### YOUR TASK:
Print every one of the records below verbatim, line for line.

########

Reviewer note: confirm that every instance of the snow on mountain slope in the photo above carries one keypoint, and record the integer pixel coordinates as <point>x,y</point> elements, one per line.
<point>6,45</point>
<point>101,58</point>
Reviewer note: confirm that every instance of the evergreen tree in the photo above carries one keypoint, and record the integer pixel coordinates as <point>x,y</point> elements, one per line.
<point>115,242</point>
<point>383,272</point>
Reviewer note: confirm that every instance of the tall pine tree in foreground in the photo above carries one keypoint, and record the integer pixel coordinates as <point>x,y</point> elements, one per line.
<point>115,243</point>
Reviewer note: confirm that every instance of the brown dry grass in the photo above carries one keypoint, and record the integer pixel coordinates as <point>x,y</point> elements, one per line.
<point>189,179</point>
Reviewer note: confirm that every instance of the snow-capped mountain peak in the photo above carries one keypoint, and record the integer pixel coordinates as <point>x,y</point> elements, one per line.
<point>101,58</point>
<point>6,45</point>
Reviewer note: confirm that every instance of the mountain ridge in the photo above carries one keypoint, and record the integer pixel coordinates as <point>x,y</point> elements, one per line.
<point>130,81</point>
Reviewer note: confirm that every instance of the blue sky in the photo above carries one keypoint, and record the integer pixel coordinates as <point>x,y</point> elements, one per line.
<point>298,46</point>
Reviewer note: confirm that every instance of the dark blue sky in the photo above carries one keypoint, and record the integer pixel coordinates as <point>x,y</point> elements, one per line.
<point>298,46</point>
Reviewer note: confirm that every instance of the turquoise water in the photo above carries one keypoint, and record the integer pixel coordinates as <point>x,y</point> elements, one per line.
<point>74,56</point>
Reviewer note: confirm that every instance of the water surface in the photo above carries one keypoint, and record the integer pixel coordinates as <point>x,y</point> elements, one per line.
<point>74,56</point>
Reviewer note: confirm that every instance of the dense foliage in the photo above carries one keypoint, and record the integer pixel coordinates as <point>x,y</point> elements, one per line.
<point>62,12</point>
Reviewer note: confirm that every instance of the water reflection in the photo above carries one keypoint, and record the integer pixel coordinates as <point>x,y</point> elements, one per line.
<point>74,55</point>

########

### WRITTEN ANSWER:
Reviewer note: confirm that every instance of the snow on mountain slope in the photo above carries one keypoint, and record the integer pixel coordinates as <point>x,y</point> elements, one per line.
<point>6,45</point>
<point>101,58</point>
Reviewer note: confirm that every instance of the evergreen tree in the photo above carries one keypoint, and record the integer pixel coordinates as <point>x,y</point> elements, one per line.
<point>115,242</point>
<point>383,272</point>
Reviewer note: confirm that every instance of the tall pine tree in foreground in the photo above carries one keypoint, and record the integer pixel coordinates as <point>x,y</point> elements, one per line.
<point>115,243</point>
Reviewer note: confirm that every instance of the brown dry grass in the photo above carries one keypoint, and record the integer pixel coordinates as <point>x,y</point> elements, one per line.
<point>189,179</point>
Reviewer note: confirm that every instance of the snow-capped mountain peak in the photo above carries one keypoint, and record the integer pixel coordinates as <point>x,y</point> elements, one per line.
<point>101,58</point>
<point>6,45</point>
Reviewer note: confirm that every instance of the mountain ridge in the photo above carries one keypoint, and record the integer pixel coordinates as <point>x,y</point> elements, one per line.
<point>130,81</point>
Reviewer note: confirm that every instance of the blue sky in the photo above carries one keypoint, and record the integer pixel coordinates as <point>x,y</point> elements, one per line.
<point>298,46</point>
Reviewer note: confirm that every instance of the dark blue sky in the photo above carries one keypoint, and record the integer pixel coordinates as <point>x,y</point> elements, one per line.
<point>298,46</point>
Reviewer note: confirm that every instance of the turquoise water in the photo above carries one keypoint, and record the integer pixel coordinates as <point>x,y</point> elements, one per line.
<point>74,56</point>
Reviewer note: confirm that every instance of the water surface in the photo above carries one keypoint, and record the integer pixel coordinates as <point>x,y</point> elements, one per line.
<point>74,56</point>
Reviewer note: confirm that every instance of the dense foliage in the photo above carries one keypoint, and record the integer pixel coordinates as <point>x,y</point> elements, one per line.
<point>62,12</point>
Reviewer note: confirm that every instance of the water reflection in the photo above carries one keypoint, and record the integer pixel coordinates as <point>x,y</point> elements, one per line.
<point>74,55</point>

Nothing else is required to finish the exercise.